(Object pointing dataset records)
§

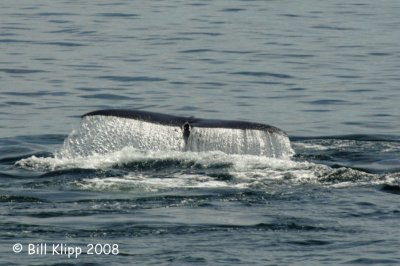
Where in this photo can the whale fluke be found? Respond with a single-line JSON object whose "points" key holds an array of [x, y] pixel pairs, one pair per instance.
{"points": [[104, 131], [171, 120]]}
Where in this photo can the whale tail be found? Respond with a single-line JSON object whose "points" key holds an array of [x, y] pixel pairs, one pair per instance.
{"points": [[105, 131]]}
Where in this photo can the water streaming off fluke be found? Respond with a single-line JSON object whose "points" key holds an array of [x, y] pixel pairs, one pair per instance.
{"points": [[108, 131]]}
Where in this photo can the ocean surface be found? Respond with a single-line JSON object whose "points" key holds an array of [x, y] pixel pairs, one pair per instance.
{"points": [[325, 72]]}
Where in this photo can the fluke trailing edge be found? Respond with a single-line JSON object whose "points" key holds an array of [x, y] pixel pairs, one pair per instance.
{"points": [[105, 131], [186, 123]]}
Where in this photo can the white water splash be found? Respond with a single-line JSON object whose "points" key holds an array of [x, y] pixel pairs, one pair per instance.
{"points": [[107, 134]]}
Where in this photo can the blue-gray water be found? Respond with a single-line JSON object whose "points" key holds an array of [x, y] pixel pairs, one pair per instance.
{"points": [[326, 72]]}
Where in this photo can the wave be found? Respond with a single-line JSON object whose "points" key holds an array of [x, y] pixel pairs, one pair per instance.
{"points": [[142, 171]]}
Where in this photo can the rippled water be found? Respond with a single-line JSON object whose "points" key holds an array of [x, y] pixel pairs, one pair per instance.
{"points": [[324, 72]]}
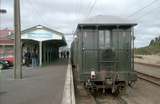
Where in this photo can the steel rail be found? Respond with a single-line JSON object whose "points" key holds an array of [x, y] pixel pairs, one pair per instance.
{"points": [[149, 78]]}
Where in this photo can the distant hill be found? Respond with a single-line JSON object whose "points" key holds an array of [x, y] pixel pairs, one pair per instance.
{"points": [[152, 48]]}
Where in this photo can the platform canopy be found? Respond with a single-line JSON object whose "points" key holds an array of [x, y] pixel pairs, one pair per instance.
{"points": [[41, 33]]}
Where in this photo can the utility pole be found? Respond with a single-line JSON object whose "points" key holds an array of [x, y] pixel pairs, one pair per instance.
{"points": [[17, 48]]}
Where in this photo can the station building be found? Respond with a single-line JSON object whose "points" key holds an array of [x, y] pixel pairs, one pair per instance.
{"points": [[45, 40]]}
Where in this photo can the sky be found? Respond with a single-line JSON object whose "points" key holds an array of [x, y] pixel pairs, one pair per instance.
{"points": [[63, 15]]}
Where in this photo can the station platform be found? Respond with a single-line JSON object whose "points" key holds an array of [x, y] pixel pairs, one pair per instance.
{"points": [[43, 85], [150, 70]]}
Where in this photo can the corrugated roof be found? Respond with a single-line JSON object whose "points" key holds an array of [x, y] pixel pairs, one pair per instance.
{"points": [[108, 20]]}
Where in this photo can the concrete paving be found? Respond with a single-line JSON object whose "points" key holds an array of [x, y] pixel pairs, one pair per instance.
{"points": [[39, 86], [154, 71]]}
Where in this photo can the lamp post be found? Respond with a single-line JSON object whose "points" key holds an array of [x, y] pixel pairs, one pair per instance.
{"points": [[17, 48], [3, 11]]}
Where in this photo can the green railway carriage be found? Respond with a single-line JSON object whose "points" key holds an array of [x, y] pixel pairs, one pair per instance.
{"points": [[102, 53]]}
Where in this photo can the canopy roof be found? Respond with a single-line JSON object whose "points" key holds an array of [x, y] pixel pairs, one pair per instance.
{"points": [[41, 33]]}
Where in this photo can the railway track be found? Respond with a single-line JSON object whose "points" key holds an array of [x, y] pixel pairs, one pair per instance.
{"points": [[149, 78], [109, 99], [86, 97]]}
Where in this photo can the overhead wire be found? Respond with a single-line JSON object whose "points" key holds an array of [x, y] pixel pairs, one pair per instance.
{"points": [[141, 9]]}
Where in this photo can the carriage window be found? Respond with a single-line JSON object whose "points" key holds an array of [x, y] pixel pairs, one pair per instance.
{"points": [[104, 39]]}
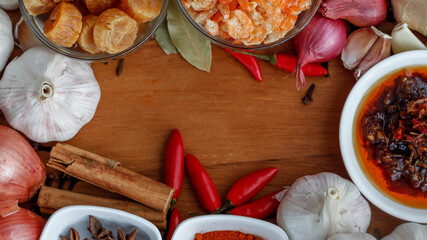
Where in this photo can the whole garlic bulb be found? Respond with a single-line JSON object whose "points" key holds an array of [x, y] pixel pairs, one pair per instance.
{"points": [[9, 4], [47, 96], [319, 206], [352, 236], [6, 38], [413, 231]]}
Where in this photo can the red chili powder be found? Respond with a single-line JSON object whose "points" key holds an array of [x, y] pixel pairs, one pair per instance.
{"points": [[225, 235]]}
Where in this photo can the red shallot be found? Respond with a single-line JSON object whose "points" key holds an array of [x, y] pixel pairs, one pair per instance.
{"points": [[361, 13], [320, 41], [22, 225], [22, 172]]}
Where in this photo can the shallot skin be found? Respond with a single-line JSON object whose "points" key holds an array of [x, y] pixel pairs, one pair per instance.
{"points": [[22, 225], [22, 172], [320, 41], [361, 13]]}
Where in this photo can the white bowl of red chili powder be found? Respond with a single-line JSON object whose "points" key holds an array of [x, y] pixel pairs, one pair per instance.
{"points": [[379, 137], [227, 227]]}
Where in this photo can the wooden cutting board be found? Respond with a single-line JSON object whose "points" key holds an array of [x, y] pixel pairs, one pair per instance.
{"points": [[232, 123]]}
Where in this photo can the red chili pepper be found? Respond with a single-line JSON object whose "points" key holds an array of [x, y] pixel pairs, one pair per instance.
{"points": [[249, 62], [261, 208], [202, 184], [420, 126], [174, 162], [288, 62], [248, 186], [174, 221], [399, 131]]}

§

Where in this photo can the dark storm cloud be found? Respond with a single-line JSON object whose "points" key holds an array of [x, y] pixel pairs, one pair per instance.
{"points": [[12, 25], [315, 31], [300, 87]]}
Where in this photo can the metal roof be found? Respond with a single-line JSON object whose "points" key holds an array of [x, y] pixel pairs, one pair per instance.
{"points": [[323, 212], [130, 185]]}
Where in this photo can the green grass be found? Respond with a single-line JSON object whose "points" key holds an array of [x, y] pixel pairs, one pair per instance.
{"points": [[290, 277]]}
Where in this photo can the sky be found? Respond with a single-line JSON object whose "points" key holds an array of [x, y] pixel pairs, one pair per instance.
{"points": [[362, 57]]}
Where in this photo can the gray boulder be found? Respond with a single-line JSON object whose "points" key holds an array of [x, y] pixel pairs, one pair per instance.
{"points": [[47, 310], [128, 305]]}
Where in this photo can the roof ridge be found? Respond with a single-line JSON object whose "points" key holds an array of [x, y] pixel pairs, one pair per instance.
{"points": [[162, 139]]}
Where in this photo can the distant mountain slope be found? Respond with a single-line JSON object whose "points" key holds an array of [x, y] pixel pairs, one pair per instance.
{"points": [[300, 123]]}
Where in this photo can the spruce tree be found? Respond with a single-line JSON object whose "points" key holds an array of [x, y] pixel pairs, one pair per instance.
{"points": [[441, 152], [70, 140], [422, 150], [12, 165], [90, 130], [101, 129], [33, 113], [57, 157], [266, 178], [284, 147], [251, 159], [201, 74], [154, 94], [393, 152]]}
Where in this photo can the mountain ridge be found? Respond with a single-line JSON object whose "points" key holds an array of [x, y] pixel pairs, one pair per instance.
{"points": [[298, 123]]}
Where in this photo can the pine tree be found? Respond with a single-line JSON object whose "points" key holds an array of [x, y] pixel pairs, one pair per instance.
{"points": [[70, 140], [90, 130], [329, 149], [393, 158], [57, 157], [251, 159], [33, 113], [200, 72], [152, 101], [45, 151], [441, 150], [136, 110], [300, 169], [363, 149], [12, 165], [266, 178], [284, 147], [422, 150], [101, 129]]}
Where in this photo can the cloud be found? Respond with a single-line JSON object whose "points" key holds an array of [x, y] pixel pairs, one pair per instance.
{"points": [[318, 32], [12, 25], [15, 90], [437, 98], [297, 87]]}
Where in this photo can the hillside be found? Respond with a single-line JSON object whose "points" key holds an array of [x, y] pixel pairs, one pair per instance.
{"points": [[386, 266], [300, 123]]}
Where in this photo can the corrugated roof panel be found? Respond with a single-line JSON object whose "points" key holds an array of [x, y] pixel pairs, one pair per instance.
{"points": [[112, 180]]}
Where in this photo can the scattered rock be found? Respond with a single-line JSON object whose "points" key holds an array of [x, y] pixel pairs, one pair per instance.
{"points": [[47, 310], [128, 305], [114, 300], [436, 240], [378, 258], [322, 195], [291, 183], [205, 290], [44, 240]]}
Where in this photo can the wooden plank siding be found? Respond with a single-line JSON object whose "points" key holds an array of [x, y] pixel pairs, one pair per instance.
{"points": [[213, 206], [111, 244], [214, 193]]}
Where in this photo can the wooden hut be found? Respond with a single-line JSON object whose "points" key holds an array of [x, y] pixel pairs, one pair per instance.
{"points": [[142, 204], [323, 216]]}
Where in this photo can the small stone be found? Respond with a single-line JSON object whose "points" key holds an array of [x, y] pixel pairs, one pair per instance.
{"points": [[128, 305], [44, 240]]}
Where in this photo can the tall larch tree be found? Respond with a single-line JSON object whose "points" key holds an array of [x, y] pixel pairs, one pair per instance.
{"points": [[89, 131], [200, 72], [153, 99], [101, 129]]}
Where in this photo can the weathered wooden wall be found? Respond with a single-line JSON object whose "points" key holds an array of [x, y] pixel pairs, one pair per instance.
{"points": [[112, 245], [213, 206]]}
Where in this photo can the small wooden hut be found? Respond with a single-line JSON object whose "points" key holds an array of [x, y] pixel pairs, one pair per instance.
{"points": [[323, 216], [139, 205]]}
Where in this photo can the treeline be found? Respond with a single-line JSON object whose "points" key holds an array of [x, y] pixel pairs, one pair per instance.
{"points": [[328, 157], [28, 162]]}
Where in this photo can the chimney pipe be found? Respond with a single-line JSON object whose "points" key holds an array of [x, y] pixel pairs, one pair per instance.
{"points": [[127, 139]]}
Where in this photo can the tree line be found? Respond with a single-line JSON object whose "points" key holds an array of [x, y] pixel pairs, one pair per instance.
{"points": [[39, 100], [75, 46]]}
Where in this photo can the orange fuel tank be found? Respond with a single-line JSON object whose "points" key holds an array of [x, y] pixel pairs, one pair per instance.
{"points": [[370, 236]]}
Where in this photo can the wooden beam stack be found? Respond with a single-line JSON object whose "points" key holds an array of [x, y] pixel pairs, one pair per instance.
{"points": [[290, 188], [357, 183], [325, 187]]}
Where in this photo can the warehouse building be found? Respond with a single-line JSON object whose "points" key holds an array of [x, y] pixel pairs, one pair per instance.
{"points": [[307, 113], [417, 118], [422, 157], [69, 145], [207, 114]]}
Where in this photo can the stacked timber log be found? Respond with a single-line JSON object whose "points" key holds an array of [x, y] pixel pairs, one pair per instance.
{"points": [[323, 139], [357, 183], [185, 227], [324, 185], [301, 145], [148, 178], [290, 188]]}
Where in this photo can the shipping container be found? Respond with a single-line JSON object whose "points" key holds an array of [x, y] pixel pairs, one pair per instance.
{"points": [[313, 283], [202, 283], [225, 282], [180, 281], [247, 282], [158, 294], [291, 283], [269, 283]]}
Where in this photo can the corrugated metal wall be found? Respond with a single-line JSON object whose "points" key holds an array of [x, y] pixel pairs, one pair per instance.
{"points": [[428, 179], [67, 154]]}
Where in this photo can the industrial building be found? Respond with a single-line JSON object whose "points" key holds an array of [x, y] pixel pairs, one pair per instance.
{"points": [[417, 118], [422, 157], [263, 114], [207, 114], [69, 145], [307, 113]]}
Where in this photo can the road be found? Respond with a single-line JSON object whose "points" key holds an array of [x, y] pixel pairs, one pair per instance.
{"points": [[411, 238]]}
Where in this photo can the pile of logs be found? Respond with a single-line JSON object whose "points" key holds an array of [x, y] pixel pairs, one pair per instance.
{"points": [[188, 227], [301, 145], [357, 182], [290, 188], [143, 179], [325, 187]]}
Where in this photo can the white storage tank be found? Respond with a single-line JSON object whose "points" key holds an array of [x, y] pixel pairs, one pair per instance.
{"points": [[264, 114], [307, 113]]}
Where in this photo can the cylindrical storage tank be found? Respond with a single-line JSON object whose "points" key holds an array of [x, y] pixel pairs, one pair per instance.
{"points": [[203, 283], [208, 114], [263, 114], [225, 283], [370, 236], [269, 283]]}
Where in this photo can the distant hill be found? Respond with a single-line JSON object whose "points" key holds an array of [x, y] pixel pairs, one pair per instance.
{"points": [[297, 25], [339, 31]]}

§

** SET EXERCISE **
Which lines in the records contain the word "ridge"? Copy each of those lines in full, treating case as significant.

** COMPLETED TASK **
Where in this photo can the roof ridge be found? Respond with a single-line JSON object whose "points" key holds an array of [x, y] pixel pairs, one pair per instance.
Where in this photo can the mountain ridge be found? Respond with a single-line JSON object whose "points" key holds an array of [x, y] pixel pairs, one pair per instance.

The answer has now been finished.